STORED DATA:
· · · · · · ·

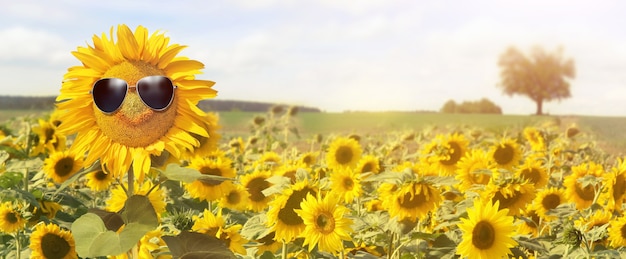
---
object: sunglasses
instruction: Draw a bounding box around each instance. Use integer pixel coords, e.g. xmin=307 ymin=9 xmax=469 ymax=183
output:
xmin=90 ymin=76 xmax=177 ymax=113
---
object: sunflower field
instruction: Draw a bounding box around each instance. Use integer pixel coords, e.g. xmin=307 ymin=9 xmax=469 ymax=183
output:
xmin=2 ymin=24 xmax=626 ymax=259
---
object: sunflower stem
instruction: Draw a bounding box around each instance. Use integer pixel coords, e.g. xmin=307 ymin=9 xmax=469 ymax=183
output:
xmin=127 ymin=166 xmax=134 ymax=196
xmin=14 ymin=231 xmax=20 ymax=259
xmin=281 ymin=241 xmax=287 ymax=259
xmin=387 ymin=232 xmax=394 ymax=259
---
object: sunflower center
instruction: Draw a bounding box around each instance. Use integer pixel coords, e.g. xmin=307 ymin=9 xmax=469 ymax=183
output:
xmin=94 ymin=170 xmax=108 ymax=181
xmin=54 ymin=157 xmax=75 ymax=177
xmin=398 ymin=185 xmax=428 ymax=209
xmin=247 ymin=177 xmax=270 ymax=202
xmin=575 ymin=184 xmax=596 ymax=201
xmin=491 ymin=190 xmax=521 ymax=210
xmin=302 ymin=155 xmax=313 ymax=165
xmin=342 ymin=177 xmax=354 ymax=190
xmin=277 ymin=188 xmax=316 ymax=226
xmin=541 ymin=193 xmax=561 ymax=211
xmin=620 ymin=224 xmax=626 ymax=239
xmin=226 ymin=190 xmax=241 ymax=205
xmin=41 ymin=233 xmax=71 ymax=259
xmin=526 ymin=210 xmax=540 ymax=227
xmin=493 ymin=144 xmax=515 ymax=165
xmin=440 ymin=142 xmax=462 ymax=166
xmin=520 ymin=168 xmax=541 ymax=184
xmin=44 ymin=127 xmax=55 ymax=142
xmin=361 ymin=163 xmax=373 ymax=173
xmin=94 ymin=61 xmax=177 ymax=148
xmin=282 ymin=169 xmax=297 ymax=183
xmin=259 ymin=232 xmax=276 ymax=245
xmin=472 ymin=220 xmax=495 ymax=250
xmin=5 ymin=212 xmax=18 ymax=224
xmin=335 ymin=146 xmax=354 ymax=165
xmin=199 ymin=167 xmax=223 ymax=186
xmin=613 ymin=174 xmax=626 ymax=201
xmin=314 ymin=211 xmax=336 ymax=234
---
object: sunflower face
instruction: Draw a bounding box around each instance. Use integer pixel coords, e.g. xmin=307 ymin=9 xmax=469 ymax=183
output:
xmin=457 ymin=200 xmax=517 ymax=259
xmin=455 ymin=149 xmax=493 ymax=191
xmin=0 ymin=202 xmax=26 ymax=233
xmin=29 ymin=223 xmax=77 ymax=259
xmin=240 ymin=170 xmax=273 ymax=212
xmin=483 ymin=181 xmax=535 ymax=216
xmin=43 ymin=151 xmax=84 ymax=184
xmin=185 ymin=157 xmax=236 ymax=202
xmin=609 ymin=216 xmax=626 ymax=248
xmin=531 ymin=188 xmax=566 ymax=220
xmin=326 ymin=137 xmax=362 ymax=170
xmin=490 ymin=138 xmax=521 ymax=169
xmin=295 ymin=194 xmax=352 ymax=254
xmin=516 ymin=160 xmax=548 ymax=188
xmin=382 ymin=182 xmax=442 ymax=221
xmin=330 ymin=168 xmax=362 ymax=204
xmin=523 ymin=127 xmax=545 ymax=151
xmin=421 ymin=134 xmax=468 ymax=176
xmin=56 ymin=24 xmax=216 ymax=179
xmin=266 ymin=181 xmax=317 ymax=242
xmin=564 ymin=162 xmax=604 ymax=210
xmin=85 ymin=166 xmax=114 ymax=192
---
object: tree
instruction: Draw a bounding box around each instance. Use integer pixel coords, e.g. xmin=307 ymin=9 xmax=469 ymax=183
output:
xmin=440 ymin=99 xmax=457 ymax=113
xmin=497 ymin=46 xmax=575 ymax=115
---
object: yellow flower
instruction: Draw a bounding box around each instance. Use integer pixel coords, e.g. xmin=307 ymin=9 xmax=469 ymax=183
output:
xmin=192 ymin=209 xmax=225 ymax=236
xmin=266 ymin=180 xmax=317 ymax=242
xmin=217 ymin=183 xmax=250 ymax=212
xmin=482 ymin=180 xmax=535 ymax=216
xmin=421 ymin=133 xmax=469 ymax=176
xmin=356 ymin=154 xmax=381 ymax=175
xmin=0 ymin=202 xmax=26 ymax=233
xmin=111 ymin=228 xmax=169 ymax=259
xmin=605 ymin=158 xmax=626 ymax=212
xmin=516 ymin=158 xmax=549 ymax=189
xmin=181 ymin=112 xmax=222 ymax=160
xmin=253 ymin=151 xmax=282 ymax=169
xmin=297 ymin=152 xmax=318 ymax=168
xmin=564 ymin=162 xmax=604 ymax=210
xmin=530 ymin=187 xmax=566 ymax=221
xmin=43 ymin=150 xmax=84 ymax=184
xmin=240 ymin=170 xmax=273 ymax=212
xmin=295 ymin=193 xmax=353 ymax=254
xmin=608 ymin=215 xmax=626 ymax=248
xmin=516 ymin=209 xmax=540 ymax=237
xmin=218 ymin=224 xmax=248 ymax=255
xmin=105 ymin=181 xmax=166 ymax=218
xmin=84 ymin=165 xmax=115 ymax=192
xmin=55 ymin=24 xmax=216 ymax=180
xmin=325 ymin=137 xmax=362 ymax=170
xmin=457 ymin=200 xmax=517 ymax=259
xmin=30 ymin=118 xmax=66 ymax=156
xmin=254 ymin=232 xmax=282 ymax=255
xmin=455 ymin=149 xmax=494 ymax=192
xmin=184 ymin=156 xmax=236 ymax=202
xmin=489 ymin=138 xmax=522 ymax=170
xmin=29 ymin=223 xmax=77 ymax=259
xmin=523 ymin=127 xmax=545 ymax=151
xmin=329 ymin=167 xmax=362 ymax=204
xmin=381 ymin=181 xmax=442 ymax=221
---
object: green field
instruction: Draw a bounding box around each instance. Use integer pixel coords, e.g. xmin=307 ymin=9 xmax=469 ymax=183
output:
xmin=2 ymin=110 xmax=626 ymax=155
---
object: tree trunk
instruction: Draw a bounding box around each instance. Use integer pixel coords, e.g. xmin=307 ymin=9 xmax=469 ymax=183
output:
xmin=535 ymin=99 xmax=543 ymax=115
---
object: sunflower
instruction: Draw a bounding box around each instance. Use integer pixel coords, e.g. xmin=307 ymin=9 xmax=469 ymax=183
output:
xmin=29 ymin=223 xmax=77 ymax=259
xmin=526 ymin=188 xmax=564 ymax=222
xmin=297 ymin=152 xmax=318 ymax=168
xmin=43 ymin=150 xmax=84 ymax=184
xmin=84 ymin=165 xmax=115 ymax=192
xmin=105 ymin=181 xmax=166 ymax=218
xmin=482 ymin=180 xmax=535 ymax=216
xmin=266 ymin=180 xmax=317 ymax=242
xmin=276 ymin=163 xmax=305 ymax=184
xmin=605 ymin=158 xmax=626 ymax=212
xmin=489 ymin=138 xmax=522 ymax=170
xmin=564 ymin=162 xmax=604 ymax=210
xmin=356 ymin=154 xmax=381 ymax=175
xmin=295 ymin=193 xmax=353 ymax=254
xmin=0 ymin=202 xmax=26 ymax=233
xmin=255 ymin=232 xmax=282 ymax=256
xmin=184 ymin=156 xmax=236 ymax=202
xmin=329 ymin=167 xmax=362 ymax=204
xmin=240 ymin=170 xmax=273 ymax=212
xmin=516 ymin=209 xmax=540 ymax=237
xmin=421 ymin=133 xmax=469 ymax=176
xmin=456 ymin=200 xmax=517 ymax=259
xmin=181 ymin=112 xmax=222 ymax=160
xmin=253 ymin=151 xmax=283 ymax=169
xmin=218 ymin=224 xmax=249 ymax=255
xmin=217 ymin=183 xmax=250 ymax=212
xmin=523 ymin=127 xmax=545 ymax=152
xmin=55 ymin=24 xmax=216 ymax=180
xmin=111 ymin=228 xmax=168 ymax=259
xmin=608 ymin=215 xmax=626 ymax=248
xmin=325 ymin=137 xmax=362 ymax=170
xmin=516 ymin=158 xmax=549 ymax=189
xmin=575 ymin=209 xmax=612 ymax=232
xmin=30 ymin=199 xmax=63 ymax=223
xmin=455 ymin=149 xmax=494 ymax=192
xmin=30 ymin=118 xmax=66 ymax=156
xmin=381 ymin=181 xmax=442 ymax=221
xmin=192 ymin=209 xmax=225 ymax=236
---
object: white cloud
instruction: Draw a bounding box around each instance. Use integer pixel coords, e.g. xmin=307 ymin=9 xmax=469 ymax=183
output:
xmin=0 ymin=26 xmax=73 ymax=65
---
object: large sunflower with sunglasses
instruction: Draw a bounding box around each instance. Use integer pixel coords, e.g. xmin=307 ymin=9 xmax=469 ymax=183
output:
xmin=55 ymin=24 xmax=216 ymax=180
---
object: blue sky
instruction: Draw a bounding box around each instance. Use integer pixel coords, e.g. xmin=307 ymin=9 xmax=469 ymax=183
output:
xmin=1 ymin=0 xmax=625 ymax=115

· · · · · · ·

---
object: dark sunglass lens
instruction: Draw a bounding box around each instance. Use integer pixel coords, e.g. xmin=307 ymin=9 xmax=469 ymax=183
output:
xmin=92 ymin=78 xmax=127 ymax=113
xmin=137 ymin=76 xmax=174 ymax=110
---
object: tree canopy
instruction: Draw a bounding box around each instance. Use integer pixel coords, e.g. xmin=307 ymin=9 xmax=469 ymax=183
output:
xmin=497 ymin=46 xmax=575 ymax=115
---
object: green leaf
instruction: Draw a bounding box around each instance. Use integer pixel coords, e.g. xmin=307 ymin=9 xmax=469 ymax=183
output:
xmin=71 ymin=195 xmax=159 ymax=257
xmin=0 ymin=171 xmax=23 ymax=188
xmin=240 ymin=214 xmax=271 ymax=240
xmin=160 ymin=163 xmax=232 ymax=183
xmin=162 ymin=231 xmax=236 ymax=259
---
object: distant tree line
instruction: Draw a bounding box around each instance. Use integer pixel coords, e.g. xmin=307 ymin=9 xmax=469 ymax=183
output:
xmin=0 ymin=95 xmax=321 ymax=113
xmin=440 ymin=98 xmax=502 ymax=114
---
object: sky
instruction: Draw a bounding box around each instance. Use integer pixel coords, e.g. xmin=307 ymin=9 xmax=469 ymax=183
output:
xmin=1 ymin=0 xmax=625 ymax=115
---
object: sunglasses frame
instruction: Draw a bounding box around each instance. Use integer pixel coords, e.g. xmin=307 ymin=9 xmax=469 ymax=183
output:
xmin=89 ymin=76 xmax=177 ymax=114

· · · · · · ·

ASSIGNMENT: Which lines hold the word "tree"? Return all of them from the records above.

SOLUTION TO THIS TASK:
object: tree
object: tree trunk
object: tree canopy
object: distant tree line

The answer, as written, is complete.